■ **SET OF TASKS**
A: In the function analysis text, what value of x is excluded from the domain of f(x) = -2x² / (x+1)²?
B: Extend the function analysis text from its last sentence.

■ **SELECTED TEXT**
★ ★ ★ ★

Function Analysis: Domain, Properties & Variability

Hey guys! Let's dive into the world of function analysis, breaking down a specific problem step-by-step. We'll be investigating the function f(x) = -2x² / (x+1)², exploring its domain, key properties, and overall behavior. Think of this as our mathematical treasure hunt, where each step unveils a new piece of the puzzle.

1. Determining the Domain of the Function

So, first things first, let's figure out the domain of our function, f(x) = -2x² / (x+1)². In simple terms, the domain is the set of all possible input values (x-values) for which the function produces a valid output. We need to identify any values of x that would make our function go haywire, leading to undefined results.

Looking at our function, we have a rational expression – a fraction. The main concern with fractions is the denominator. We know that division by zero is a big no-no in mathematics because it's undefined. Therefore, we need to find any x values that would make the denominator, (x+1)², equal to zero. Let's set the denominator to zero and solve for x:

(x + 1)² = 0

Taking the square root of both sides, we get:

x + 1 = 0

Subtracting 1 from both sides:

x = -1

Aha! We've found our culprit. If x = -1, the denominator becomes zero, and our function is undefined. This means x = -1 is the only value we need to exclude from our domain. Therefore, the domain of the function f(x) = -2x² / (x+1)² is all real numbers except -1. We can express this in a few ways:

• Set notation: { x ∈ ℝ | x ≠ -1 }
• Interval notation: (-∞, -1) ∪ (-1, ∞)

Think of it like this: imagine a number line stretching infinitely in both directions. Our domain includes every single point on that line except for the point at x = -1. We've created a little gap there to avoid the undefined territory of division by zero. Determining the domain is super crucial because it sets the stage for our entire analysis. It tells us where our function is actually "alive" and kicking, allowing us to explore its behavior within those boundaries. Without a clear understanding of the domain, we might end up drawing incorrect conclusions about the function's properties. So, pat yourselves on the back, guys, you've conquered the first step!

2. Basic Properties of the Function

Now that we've nailed down the domain, let's dig into the basic properties of our function, f(x) = -2x² / (x+1)². This is where we'll uncover some key characteristics that define its behavior. We'll be looking at evenness/oddness, periodicity, zeros (where the function crosses the x-axis), and intersection points (where it crosses the y-axis). Think of these as the function's vital statistics – they tell us a lot about its personality.

★ ★ ★ ★

■ **ENTRIES SHOWN**
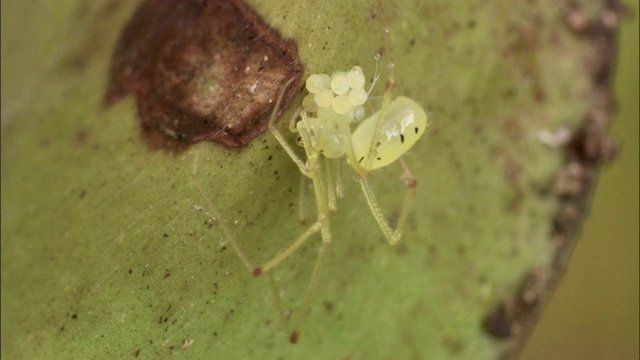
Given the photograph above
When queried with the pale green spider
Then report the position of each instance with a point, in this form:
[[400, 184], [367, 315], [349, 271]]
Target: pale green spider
[[333, 107]]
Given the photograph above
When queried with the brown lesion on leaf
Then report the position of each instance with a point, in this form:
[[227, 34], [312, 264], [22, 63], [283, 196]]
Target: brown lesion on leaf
[[587, 148], [202, 71]]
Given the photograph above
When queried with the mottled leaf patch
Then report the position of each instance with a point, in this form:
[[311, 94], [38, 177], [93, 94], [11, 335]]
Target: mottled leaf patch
[[208, 70]]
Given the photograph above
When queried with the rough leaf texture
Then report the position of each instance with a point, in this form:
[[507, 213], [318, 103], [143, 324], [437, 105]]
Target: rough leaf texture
[[107, 251]]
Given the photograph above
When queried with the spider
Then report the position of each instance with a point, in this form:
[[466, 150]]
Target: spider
[[332, 125]]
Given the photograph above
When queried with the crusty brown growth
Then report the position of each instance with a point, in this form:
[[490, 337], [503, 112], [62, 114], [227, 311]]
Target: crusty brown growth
[[202, 70]]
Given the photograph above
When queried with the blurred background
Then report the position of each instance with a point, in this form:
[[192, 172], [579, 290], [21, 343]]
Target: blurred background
[[594, 311]]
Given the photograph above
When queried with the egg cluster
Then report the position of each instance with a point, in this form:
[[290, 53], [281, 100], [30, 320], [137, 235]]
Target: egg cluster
[[342, 92]]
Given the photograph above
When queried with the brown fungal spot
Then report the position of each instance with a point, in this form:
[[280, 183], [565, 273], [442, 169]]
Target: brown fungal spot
[[207, 70]]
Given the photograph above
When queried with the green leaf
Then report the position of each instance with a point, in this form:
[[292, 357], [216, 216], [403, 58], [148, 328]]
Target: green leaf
[[107, 246]]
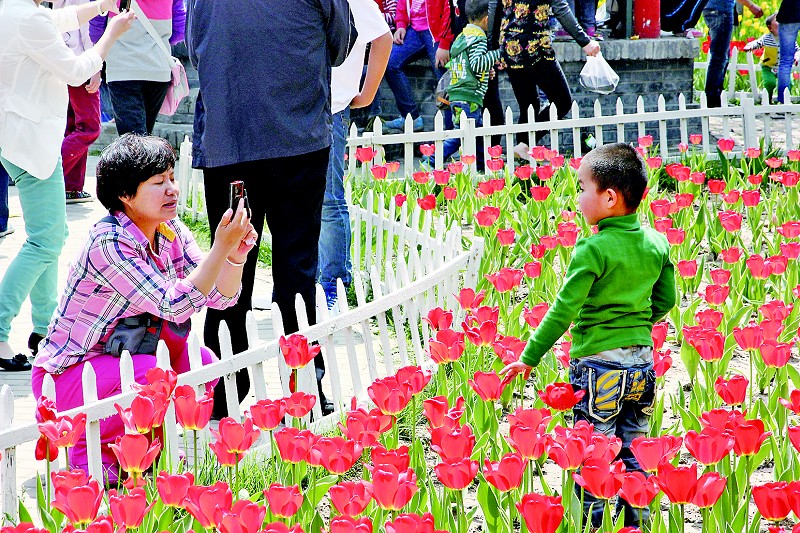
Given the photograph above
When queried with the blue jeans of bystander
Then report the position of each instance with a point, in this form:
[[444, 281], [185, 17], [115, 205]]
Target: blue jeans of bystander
[[787, 33], [720, 29], [334, 235]]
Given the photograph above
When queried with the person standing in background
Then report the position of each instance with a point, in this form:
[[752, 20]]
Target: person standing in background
[[270, 127], [347, 93], [83, 115]]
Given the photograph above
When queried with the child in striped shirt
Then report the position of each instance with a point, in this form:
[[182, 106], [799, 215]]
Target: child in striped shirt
[[470, 67], [769, 60]]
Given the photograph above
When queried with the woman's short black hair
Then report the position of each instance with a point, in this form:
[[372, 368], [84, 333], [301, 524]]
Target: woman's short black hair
[[127, 162]]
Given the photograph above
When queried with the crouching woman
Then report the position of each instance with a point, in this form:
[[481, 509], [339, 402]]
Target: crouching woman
[[139, 278]]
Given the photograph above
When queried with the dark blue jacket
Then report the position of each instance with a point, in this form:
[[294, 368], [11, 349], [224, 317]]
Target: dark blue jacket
[[265, 76]]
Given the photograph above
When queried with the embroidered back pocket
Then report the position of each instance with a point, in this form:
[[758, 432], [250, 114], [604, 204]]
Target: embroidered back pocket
[[606, 387]]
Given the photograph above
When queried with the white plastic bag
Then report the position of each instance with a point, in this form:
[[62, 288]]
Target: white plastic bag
[[598, 76]]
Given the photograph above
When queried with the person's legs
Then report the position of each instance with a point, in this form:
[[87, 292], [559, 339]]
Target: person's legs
[[787, 35], [556, 89], [334, 237], [3, 199], [34, 271], [127, 100], [83, 128], [720, 29], [154, 93], [398, 82], [257, 182], [523, 83], [769, 80], [69, 394]]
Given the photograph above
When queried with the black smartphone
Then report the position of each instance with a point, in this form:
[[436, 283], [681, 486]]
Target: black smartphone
[[238, 191]]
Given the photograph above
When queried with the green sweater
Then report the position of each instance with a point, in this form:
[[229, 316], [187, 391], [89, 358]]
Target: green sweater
[[618, 284]]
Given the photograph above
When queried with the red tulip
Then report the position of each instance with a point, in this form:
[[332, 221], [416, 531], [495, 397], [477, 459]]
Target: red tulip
[[725, 145], [129, 511], [234, 438], [79, 503], [732, 391], [392, 488], [561, 396], [296, 351], [709, 446], [505, 474], [365, 153], [487, 385], [775, 354], [336, 455], [600, 478], [172, 488], [451, 444], [294, 444], [267, 414], [202, 502], [468, 299], [709, 488], [487, 216], [678, 483], [397, 457], [542, 514], [283, 501], [540, 193], [64, 431], [448, 346], [793, 403], [457, 474], [637, 489], [135, 453], [348, 524], [351, 497], [650, 452], [389, 395], [410, 523], [748, 437], [772, 500]]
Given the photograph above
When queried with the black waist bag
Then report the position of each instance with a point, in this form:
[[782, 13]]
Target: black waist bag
[[138, 334]]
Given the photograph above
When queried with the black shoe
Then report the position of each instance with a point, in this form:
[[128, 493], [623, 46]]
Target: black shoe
[[18, 363], [33, 343]]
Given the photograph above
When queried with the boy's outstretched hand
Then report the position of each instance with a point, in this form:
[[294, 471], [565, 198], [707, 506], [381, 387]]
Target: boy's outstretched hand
[[518, 367]]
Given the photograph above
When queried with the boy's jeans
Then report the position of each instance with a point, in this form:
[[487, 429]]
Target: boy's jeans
[[620, 393], [414, 43], [451, 146], [720, 29], [334, 236], [787, 33]]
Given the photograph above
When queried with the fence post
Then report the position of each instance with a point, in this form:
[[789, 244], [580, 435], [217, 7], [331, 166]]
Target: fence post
[[749, 122], [8, 463]]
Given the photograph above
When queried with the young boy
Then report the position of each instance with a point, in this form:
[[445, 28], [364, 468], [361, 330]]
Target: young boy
[[470, 67], [769, 60], [618, 284]]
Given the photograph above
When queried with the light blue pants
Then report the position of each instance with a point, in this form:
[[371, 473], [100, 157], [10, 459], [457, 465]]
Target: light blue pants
[[34, 271]]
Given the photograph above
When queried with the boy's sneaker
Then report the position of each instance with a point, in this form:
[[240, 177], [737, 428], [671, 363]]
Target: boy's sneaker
[[399, 124]]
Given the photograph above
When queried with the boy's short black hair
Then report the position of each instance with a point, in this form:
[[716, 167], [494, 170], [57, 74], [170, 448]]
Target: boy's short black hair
[[126, 163], [476, 9], [618, 166]]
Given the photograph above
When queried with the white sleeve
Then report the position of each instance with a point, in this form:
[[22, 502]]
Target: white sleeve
[[45, 45]]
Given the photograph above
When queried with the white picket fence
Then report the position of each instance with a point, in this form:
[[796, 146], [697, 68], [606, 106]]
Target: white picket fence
[[406, 262], [749, 119]]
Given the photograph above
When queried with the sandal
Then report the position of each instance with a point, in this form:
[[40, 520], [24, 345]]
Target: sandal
[[18, 363]]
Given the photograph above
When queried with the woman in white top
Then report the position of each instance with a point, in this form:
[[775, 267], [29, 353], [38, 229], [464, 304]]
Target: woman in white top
[[36, 67]]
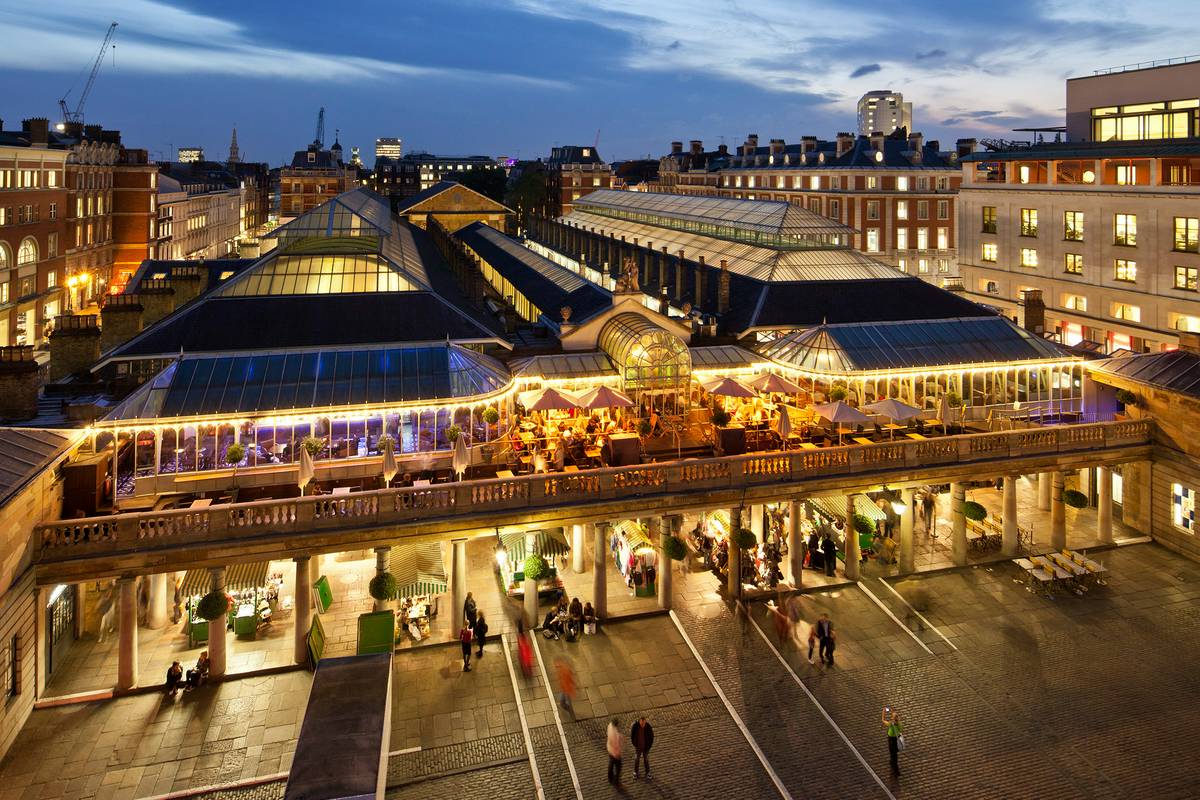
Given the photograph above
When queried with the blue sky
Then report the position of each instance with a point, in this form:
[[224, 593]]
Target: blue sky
[[515, 77]]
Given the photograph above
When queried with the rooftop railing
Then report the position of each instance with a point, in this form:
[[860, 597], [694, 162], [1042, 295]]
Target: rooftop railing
[[125, 533]]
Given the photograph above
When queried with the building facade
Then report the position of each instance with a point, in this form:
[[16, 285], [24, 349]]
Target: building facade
[[883, 112]]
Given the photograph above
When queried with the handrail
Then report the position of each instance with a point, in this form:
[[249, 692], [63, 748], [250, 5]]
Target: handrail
[[381, 507]]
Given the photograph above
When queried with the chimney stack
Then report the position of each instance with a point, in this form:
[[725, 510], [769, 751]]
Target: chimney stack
[[845, 143], [1033, 312], [75, 346], [723, 289], [19, 378]]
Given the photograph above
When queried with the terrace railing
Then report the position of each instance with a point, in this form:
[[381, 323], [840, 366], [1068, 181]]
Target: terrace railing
[[84, 537]]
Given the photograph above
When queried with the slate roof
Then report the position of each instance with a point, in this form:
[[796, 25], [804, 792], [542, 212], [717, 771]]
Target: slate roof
[[545, 283], [1176, 371]]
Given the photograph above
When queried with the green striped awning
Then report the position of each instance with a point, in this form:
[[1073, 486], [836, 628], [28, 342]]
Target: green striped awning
[[238, 577], [834, 505], [418, 569], [547, 543]]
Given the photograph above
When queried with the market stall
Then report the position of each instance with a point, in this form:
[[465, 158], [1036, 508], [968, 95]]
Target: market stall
[[253, 594], [635, 557], [420, 578]]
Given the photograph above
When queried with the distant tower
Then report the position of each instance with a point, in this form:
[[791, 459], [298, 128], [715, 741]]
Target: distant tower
[[234, 154]]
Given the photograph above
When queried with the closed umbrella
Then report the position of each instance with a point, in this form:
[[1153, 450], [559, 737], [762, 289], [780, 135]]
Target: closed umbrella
[[775, 384], [306, 470], [461, 459], [603, 397], [546, 400], [389, 461], [729, 388]]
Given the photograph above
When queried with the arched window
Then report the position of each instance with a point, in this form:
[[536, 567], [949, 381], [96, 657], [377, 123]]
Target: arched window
[[28, 252]]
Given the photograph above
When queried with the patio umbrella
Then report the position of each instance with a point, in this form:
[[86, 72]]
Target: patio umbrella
[[838, 413], [545, 400], [461, 459], [775, 384], [603, 397], [389, 461], [729, 388], [306, 470]]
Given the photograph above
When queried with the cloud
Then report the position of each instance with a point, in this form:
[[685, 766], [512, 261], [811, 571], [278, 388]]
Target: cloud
[[865, 70], [155, 37]]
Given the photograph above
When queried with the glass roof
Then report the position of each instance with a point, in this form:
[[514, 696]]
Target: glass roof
[[759, 262], [909, 344], [646, 355], [271, 383]]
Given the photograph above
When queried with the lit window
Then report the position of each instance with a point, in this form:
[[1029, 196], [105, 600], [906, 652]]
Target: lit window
[[1187, 234], [1183, 507], [1029, 222], [1125, 229], [1186, 277], [1073, 226]]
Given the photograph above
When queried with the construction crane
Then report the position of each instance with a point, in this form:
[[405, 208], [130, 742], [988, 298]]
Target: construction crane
[[77, 114]]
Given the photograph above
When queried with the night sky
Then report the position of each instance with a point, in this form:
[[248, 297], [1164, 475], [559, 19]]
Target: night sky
[[516, 77]]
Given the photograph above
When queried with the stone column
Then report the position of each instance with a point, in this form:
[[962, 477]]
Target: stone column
[[795, 543], [1009, 540], [733, 575], [159, 608], [382, 554], [907, 549], [853, 554], [303, 603], [599, 570], [958, 524], [217, 632], [579, 536], [1057, 515], [127, 633], [1104, 504], [531, 588], [459, 577]]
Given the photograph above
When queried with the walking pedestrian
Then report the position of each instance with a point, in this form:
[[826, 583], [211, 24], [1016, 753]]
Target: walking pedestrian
[[615, 745], [895, 737], [642, 735], [565, 684], [826, 637], [480, 633], [466, 636], [468, 609], [829, 554]]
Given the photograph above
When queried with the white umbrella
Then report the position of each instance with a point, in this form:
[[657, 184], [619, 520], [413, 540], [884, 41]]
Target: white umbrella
[[603, 397], [729, 388], [461, 459], [545, 400], [306, 470], [389, 461], [775, 384]]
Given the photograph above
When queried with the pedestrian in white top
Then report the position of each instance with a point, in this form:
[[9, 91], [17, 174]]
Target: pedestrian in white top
[[615, 744]]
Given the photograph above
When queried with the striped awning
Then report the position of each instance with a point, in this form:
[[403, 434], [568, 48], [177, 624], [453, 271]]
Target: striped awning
[[547, 543], [238, 577], [834, 505], [418, 569]]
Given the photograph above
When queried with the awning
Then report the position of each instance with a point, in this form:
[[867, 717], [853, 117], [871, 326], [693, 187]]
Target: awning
[[835, 506], [547, 543], [418, 570], [238, 577]]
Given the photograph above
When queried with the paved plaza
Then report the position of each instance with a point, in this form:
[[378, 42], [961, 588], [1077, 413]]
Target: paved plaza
[[1002, 693]]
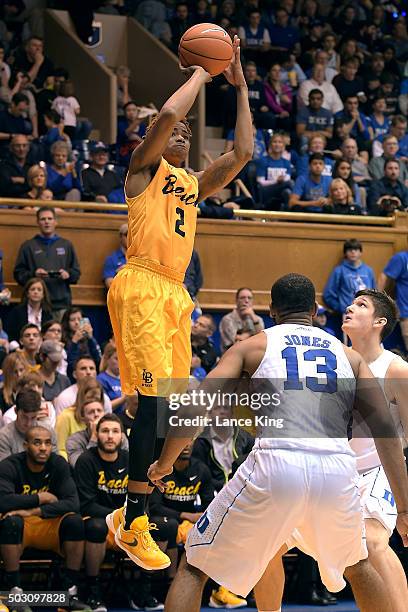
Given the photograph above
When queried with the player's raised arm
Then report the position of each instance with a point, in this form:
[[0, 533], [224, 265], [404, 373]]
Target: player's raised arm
[[396, 388], [149, 152], [225, 168]]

★ ★ ★ ★

■ **ANSWERS GIVEN**
A: x = -1

B:
Evenness or Oddness

First up, let's explore whether our function is even, odd, or neither. This property relates to the function's symmetry. An even function is symmetrical about the y-axis, meaning if you fold the graph along the y-axis, the two halves would perfectly overlap. Mathematically, this means f(-x) = f(x) for all x in the domain. An odd function, on the other hand, exhibits rotational symmetry about the origin. If you rotate the graph 180 degrees around the origin, it'll look the same. Mathematically, this translates to f(-x) = -f(x) for all x in the domain.

To test our function, f(x) = -2x² / (x+1)², we need to find f(-x). Let's substitute -x for x in our function:

f(-x) = -2(-x)² / (-x+1)² = -2x² / (1-x)²

Now, let's compare f(-x) with f(x). We have:

f(x) = -2x² / (x+1)²

f(-x) = -2x² / (1-x)²

Notice that the numerators are the same, but the denominators are different: (x+1)² versus (1-x)². These aren't the same in general. For example, if we plug in x = 2, we get (2+1)² = 9 and (1-2)² = 1. Since f(-x) is not equal to f(x), our function is not even. Also, f(-x) is not equal to -f(x), so it's not an odd function either. Therefore, our function f(x) = -2x² / (x+1)² is neither even nor odd. This means it doesn't possess either y-axis symmetry or rotational symmetry about the origin.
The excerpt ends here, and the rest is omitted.